▸ **Records for the task**
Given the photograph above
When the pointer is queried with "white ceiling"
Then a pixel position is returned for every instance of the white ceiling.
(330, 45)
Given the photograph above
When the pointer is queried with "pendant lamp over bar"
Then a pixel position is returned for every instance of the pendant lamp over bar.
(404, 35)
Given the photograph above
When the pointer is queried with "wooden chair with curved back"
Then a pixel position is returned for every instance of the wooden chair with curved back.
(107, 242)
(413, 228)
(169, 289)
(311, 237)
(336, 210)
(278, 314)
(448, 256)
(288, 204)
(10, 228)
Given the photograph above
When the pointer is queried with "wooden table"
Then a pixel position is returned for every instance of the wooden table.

▸ **Problem**
Put every line of the records above into a numbered list, leaving out any blank lines.

▸ **Task result**
1. Given the photograph above
2. When the pointer is queried with "white ceiling"
3. Then a pixel position is returned for every instance of the white ceiling.
4. (330, 45)
5. Given the photograph above
6. When the pointer is queried with "pendant lamp over bar"
7. Then a pixel position is returned for every instance of the pendant lamp over bar.
8. (404, 35)
9. Given the photograph above
10. When the pointer is queried with "wooden chair with curved back"
11. Then a pixel position is returned for every instance of the wooden chair with curved back.
12. (107, 242)
13. (413, 228)
14. (169, 289)
15. (311, 237)
16. (336, 210)
17. (278, 314)
18. (448, 256)
19. (288, 204)
20. (10, 228)
21. Given the photograph above
22. When the pointer is queried with "wooden table"
23. Then a pixel position is returned for every instance of the wooden table.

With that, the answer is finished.